Excerpts from point annotation data:
(begin)

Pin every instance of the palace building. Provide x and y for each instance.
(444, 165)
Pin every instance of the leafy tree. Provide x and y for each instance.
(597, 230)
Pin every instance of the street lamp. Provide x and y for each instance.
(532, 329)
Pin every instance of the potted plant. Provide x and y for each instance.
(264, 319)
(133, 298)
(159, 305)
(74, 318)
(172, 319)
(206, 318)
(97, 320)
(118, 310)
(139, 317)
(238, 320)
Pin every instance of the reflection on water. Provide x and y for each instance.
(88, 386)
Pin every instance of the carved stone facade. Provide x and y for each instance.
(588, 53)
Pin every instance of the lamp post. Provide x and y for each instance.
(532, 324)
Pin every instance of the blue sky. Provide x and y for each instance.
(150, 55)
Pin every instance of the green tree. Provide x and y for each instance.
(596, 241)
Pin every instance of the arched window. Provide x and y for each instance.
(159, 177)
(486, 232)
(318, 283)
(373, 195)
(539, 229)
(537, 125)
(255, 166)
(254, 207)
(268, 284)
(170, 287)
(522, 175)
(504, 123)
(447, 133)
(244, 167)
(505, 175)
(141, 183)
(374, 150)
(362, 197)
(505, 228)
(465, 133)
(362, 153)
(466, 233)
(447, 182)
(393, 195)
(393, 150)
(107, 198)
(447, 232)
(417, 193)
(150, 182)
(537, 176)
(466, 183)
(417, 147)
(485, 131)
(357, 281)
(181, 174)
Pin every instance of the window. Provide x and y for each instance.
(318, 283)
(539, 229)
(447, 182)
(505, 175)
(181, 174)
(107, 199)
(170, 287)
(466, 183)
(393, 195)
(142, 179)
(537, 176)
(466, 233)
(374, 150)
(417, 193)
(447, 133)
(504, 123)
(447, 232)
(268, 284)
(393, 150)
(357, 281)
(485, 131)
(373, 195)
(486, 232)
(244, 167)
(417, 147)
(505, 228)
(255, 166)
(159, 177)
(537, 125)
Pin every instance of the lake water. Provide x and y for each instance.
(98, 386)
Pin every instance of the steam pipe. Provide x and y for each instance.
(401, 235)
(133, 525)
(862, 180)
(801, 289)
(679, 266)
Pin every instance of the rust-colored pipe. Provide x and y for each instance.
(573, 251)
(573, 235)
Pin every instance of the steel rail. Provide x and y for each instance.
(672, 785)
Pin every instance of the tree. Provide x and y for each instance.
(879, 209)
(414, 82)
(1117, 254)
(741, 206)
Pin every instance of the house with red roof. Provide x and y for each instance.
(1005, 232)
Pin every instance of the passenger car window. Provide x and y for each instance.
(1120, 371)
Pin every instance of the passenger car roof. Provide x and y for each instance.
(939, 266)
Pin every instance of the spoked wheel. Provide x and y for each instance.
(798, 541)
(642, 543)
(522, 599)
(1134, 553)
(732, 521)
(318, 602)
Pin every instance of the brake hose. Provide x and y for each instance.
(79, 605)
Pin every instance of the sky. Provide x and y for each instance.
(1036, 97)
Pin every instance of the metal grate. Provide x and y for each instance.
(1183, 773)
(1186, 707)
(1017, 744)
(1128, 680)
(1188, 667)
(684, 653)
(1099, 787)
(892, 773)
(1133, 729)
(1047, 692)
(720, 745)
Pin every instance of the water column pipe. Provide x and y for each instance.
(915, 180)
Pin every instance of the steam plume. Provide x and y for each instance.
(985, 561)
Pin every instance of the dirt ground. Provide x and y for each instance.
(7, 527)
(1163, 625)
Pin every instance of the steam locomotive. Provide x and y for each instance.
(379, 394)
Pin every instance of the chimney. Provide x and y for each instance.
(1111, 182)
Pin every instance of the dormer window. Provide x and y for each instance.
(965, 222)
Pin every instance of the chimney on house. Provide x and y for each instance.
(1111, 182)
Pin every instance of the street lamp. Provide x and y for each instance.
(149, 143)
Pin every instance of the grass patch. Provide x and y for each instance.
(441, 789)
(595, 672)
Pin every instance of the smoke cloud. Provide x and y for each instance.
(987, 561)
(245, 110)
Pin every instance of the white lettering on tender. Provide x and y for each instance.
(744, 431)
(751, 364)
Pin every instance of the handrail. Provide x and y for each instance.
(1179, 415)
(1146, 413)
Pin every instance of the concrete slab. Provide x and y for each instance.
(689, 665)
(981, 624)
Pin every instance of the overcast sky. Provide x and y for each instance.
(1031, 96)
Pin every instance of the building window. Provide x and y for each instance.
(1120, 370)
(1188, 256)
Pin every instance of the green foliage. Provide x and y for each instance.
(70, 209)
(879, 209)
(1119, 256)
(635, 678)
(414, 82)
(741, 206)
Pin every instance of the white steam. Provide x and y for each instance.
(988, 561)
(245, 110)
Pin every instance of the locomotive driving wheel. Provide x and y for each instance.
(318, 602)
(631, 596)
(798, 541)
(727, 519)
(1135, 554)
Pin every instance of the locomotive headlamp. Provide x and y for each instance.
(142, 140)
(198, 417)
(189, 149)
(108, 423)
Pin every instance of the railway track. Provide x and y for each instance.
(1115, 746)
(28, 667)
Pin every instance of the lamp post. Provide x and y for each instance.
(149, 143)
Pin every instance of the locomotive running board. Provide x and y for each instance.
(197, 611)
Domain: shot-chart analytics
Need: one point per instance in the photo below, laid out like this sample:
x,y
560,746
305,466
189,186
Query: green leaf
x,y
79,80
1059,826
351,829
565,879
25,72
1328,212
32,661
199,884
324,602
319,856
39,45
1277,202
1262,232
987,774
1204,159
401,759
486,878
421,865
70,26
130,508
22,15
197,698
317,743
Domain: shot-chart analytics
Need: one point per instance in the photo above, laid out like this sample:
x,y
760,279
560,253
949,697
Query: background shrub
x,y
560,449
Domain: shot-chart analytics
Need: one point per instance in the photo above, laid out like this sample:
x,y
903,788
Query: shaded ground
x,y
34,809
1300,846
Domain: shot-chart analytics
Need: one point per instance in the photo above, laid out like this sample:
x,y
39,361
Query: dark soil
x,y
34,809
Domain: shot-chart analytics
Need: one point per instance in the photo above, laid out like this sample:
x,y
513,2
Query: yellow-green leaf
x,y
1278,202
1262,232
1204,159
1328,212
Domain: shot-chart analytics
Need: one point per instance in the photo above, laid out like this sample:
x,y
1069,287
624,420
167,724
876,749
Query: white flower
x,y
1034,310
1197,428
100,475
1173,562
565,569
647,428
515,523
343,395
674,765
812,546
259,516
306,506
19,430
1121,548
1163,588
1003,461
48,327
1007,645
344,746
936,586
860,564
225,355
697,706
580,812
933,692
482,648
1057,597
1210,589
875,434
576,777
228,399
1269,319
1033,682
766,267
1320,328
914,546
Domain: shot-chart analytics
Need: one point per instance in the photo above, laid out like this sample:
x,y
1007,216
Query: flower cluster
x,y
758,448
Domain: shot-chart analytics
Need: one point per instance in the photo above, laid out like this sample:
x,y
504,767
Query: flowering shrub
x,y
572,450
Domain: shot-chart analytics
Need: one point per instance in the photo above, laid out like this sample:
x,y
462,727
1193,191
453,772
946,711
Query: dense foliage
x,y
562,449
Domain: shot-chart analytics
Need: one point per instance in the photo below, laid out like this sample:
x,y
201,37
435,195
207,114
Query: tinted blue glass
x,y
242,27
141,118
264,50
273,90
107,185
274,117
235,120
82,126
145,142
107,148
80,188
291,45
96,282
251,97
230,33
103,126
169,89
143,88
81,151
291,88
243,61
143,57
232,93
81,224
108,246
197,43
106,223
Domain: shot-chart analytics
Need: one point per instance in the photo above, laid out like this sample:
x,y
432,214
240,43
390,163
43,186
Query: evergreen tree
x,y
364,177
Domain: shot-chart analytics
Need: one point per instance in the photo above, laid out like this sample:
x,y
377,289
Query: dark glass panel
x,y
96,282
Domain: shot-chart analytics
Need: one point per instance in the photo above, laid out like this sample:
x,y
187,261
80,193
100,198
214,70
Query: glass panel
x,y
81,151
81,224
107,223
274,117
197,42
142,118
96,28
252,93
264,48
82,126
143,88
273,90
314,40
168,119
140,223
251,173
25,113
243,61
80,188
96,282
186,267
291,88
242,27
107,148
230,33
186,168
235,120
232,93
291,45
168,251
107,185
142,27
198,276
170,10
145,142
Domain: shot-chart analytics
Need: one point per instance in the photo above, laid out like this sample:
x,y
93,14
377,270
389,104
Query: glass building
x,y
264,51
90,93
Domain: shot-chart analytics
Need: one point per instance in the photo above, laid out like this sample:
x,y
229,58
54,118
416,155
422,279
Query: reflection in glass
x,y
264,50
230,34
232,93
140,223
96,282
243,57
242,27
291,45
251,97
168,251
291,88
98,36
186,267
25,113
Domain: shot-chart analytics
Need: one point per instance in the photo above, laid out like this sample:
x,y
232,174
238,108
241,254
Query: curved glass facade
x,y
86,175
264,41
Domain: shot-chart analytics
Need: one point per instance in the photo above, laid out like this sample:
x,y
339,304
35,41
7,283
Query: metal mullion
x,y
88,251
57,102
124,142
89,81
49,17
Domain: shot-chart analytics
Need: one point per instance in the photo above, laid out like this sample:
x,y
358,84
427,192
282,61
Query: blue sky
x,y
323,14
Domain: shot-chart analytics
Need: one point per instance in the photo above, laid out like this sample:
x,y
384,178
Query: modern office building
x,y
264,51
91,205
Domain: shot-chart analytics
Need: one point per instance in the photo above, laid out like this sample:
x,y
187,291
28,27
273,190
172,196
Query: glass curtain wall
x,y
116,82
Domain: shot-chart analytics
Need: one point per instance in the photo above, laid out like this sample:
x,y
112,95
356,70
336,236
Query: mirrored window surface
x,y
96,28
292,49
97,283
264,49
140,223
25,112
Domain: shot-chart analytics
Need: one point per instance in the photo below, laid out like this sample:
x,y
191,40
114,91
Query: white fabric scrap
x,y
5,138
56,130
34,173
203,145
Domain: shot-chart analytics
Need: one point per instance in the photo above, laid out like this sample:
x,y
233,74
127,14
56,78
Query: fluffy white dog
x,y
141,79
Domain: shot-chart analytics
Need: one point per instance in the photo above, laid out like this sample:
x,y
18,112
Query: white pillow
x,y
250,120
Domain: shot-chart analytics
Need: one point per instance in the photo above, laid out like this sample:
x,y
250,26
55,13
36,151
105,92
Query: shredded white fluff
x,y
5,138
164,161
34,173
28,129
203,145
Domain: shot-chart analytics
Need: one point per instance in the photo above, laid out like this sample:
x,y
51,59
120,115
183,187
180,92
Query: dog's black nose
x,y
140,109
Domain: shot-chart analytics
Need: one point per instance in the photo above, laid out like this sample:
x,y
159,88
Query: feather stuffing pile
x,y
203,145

(end)

__Given instruction__. Report every line of the items above that contains the word "house". Match case exactly.

__Solution below__.
Pin every instance of the house with red roof. Provide x and y for each instance.
Pin every instance of the chimney on house. Provide x and y for each instance.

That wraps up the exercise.